Perhaps if they'd imported the entire original roster when they did this sequel, the series might have had a little more staying power? Nobody wants to get attached to a virtual monster only to leave them in the dust forever.

Who would your Denjuu be? Why? We've only looked at a fraction of them, so why not check out the rest over at Wikifang, and don't forget to thank the artist who may very well be Telefang's most faithful and devoted fan. She also draws lots of other, non-Telefang things, and even brought the gift of realistic arachnida to the world of giant, spherical plush toys.

PROBLEMS TO SOLVE:
- 1) Decide whether each statement below agrees with the Telefang passage, answering yes or no and quoting the words of the passage that settle it. (a) The sequel brought over the entire original roster. (b) Only a fraction of the Denjuu have been looked at. (c) The artist draws nothing except Telefang subjects.
- 2) Reproduce the Telefang passage word for word, starting at "Perhaps if they'd" and ending at "the dust forever.".

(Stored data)
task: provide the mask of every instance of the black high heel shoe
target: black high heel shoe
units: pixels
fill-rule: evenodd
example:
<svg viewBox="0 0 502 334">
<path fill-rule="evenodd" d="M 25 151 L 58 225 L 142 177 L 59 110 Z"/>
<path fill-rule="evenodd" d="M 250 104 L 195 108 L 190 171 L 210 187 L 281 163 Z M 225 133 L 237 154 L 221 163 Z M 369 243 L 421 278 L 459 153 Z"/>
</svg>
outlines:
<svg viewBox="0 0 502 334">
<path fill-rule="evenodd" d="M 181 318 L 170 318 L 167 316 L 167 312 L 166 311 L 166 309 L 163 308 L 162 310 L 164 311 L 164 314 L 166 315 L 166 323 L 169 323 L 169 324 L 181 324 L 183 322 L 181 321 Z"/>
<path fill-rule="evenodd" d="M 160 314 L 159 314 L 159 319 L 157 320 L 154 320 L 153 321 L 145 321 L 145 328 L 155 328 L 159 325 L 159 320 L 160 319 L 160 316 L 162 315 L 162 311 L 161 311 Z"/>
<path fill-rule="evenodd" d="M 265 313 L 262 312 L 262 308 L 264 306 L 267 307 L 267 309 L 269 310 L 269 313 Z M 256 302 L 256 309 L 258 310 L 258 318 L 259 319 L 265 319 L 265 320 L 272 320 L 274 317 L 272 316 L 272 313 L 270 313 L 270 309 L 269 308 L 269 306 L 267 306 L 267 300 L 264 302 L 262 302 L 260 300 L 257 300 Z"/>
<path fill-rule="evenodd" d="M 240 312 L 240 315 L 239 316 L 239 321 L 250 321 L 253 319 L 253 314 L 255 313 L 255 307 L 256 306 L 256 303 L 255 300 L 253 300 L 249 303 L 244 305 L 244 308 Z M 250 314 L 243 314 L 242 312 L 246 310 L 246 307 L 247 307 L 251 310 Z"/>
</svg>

EXERCISE SOLUTIONS:
- 1)
(a) No: "Perhaps if they'd imported the entire original roster when they did this sequel"
(b) Yes: "We've only looked at a fraction of them"
(c) No: "She also draws lots of other, non-Telefang things"

- 2)
Perhaps if they'd imported the entire original roster when they did this sequel, the series might have had a little more staying power? Nobody wants to get attached to a virtual monster only to leave them in the dust forever.